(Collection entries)
════════
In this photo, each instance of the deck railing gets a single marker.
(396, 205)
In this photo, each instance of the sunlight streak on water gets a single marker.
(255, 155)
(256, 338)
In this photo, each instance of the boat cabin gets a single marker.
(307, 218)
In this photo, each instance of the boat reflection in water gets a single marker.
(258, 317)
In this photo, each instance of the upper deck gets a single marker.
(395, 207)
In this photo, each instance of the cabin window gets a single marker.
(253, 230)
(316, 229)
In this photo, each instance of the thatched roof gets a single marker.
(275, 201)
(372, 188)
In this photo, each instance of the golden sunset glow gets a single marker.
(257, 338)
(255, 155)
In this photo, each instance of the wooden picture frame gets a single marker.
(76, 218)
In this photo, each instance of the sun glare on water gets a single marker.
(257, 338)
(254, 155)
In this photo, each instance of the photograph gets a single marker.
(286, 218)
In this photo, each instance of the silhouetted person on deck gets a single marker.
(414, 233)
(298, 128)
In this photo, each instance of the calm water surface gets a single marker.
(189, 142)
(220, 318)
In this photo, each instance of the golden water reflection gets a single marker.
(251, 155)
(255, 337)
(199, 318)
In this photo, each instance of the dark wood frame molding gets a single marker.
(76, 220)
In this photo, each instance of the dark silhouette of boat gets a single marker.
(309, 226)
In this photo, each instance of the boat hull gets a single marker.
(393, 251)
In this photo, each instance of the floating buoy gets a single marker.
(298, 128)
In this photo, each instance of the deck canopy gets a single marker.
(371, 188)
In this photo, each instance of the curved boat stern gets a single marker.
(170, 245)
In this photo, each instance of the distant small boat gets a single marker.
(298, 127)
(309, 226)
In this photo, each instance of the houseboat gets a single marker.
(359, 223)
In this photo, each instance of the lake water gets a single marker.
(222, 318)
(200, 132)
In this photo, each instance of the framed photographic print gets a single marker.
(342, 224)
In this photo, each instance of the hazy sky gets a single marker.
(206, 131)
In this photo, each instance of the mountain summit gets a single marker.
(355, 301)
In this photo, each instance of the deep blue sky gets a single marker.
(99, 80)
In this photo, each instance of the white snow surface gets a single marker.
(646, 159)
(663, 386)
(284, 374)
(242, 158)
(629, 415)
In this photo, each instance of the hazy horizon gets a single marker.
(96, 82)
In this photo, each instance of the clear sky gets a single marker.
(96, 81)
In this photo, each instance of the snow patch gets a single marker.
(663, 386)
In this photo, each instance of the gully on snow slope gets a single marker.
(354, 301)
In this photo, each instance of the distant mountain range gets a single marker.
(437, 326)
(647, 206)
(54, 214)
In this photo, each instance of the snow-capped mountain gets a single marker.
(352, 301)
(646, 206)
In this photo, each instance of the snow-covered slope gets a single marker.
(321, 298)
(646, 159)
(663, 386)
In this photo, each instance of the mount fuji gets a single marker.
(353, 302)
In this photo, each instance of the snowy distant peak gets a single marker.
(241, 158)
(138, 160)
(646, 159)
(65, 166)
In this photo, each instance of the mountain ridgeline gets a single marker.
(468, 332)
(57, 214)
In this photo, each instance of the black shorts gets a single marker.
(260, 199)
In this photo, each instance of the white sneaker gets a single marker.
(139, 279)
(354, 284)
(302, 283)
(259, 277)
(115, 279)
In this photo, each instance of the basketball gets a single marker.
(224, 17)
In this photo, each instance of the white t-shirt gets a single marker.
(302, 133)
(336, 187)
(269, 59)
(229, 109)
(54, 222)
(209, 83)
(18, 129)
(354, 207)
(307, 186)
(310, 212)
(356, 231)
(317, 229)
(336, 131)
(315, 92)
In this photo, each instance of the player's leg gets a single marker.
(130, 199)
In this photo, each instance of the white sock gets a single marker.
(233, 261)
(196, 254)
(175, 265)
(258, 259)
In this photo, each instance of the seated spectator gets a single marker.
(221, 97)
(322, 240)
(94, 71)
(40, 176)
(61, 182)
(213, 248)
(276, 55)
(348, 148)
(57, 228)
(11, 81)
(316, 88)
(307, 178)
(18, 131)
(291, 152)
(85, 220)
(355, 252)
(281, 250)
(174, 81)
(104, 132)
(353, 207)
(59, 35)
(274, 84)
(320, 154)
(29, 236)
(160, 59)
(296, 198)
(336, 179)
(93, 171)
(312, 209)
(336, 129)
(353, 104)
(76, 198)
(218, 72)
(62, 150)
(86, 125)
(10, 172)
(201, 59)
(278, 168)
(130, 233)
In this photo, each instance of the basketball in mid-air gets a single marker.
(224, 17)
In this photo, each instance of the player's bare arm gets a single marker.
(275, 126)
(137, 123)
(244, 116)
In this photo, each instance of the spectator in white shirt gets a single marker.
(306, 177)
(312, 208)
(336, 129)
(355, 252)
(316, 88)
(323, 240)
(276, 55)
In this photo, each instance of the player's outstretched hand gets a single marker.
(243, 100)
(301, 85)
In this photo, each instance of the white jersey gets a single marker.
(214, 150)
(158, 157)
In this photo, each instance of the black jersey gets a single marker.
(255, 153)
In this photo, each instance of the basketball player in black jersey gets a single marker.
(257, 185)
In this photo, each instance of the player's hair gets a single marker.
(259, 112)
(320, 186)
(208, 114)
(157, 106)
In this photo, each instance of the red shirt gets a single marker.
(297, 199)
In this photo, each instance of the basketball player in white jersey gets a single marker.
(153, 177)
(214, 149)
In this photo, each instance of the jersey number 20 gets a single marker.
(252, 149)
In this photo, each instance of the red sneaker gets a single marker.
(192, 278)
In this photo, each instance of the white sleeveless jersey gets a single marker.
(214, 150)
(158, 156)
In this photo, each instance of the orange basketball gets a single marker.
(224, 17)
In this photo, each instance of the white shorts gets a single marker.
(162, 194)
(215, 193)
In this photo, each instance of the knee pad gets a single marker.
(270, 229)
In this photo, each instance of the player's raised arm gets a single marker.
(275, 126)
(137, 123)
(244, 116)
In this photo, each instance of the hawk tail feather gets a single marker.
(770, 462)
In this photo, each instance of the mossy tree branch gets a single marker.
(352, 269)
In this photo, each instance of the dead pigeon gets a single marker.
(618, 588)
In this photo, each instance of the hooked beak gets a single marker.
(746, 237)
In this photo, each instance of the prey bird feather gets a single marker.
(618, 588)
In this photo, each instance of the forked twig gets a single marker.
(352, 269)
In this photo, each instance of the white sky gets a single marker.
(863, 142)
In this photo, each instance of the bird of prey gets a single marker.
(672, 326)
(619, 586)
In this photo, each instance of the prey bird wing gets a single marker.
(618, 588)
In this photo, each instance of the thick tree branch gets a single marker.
════════
▶ Set problem: Please reproduce every item above, line for line and word for word, without changing anything.

▶ Answer in full:
In this photo, each instance of the deck railing gets a single marker.
(396, 205)
In this photo, each instance of the sunlight streak on water gets a single marker.
(255, 155)
(256, 338)
In this photo, each instance of the boat cabin gets a single marker.
(307, 218)
In this photo, each instance of the boat reflection in water gets a single marker.
(258, 317)
In this photo, each instance of the upper deck gets a single marker.
(395, 207)
In this photo, each instance of the cabin window gets a single marker.
(253, 230)
(316, 229)
In this photo, each instance of the thatched roof gets a single marker.
(275, 201)
(372, 188)
In this photo, each instance of the golden sunset glow gets a single marker.
(257, 338)
(255, 155)
In this photo, each instance of the wooden picture frame gets a single marker.
(76, 218)
In this photo, each instance of the sun glare on water gets a single marker.
(257, 338)
(254, 155)
In this photo, each instance of the photograph gets a single marker.
(286, 218)
In this photo, each instance of the silhouetted person on deck gets a single marker.
(414, 233)
(298, 128)
In this photo, each instance of the calm water surface gets a single marker.
(189, 142)
(220, 318)
In this photo, each instance of the golden water reflection gets a single marker.
(251, 155)
(255, 337)
(199, 318)
In this photo, each instance of the dark wood frame molding gets a single marker.
(76, 220)
In this photo, each instance of the dark silhouette of boat gets a single marker.
(309, 226)
In this photo, each instance of the boat hull gets a single marker.
(393, 251)
In this photo, each instance of the floating buoy gets a single marker.
(298, 128)
In this photo, each instance of the deck canopy gets a single marker.
(371, 188)
In this photo, each instance of the curved boat stern gets a single marker.
(170, 245)
In this photo, each instance of the distant small boat gets a single marker.
(298, 127)
(309, 226)
In this photo, each instance of the houseboat gets a single marker.
(359, 223)
In this photo, each instance of the lake water gets a single marker.
(222, 318)
(200, 132)
In this photo, each instance of the framed photographic print gets a single marker.
(342, 224)
In this photo, each instance of the hazy sky gets a single marker.
(206, 131)
In this photo, each instance of the mountain summit gets a single marker.
(355, 301)
In this photo, each instance of the deep blue sky gets a single marker.
(99, 80)
In this photo, each instance of the white snow surface gets a single marker.
(646, 159)
(663, 386)
(284, 374)
(242, 158)
(629, 415)
In this photo, each instance of the hazy horizon gets a single marker.
(96, 82)
In this photo, each instance of the clear sky gets a single marker.
(96, 81)
In this photo, each instance of the snow patch gets a single marker.
(663, 386)
In this photo, each instance of the gully on snow slope gets a single marker.
(354, 301)
In this photo, each instance of the distant mountain range gets a single marker.
(437, 326)
(647, 206)
(54, 214)
In this photo, each instance of the snow-capped mountain gets a single marker.
(352, 301)
(646, 206)
In this photo, each instance of the snow-covered slope gets a single marker.
(321, 298)
(646, 159)
(663, 386)
In this photo, each instance of the mount fuji gets a single marker.
(353, 302)
In this photo, each instance of the snowy distant peak gets a single marker.
(241, 158)
(138, 160)
(646, 159)
(65, 166)
In this photo, each instance of the mountain ridgeline gets a single marker.
(468, 332)
(57, 214)
In this photo, each instance of the black shorts gets a single marker.
(260, 199)
In this photo, each instance of the white sneaker gets a single marker.
(139, 279)
(354, 284)
(302, 283)
(259, 277)
(115, 279)
In this photo, each instance of the basketball gets a single marker.
(224, 17)
In this photo, each instance of the white t-shirt gets a single marker.
(302, 133)
(336, 187)
(269, 59)
(229, 109)
(54, 222)
(209, 83)
(18, 129)
(354, 207)
(307, 186)
(310, 212)
(356, 231)
(317, 229)
(336, 131)
(315, 92)
In this photo, each instance of the player's leg gets a single marker.
(130, 199)
In this photo, each instance of the white sock gets a single marker.
(233, 261)
(196, 254)
(175, 265)
(258, 259)
In this photo, each instance of the seated spectator gets a single marker.
(221, 97)
(322, 240)
(94, 71)
(40, 176)
(61, 182)
(213, 248)
(276, 55)
(348, 148)
(57, 228)
(11, 81)
(316, 88)
(307, 178)
(18, 131)
(291, 152)
(85, 220)
(355, 252)
(281, 250)
(174, 81)
(104, 132)
(353, 207)
(59, 35)
(274, 84)
(320, 154)
(29, 236)
(160, 59)
(296, 198)
(336, 179)
(93, 171)
(312, 209)
(336, 129)
(353, 104)
(76, 198)
(218, 72)
(62, 150)
(86, 125)
(10, 172)
(201, 59)
(278, 168)
(130, 233)
In this photo, each instance of the basketball in mid-air gets a single marker.
(224, 17)
In this photo, each instance of the player's bare arm gets a single marker.
(275, 126)
(137, 123)
(244, 116)
In this photo, each instance of the spectator in white shirt gets a single marker.
(306, 177)
(312, 208)
(336, 129)
(355, 252)
(316, 88)
(323, 240)
(276, 55)
In this photo, each instance of the player's outstretched hand gets a single marker.
(243, 100)
(301, 85)
In this photo, each instance of the white jersey gets a single marker.
(214, 150)
(158, 157)
In this photo, each instance of the black jersey gets a single marker.
(255, 153)
In this photo, each instance of the basketball player in black jersey gets a single marker.
(257, 185)
In this photo, each instance of the player's hair gets a single marker.
(259, 112)
(320, 186)
(208, 114)
(157, 106)
In this photo, each instance of the red shirt gets a single marker.
(297, 199)
In this photo, each instance of the basketball player in white jersey gets a single marker.
(153, 177)
(214, 149)
In this photo, each instance of the jersey number 20 gets a single marker.
(252, 149)
In this photo, each instance of the red sneaker gets a single marker.
(192, 278)
In this photo, each instance of the white sleeveless jersey gets a single marker.
(214, 150)
(158, 156)
In this photo, each instance of the orange basketball gets a single marker.
(224, 17)
In this photo, each instance of the white shorts gets a single marker.
(162, 194)
(215, 193)
In this photo, each instance of the knee pad gets a single marker.
(270, 229)
In this photo, each instance of the player's raised arm gets a single marker.
(275, 126)
(137, 123)
(244, 116)
In this photo, each instance of the hawk tail feather gets a single marker.
(770, 462)
In this photo, each instance of the mossy tree branch gets a single marker.
(352, 269)
In this photo, each instance of the dead pigeon gets a single marker.
(618, 588)
In this photo, each instance of the hooked beak gets a single marker.
(746, 237)
In this photo, each instance of the prey bird feather gets a single marker.
(618, 588)
In this photo, each instance of the forked twig gets a single marker.
(352, 269)
In this photo, each instance of the white sky gets a single marker.
(863, 142)
In this photo, each instance of the bird of prey gets a single marker.
(672, 326)
(619, 586)
In this photo, each instance of the prey bird wing gets a single marker.
(618, 588)
In this photo, each instance of the thick tree branch gets a single marker.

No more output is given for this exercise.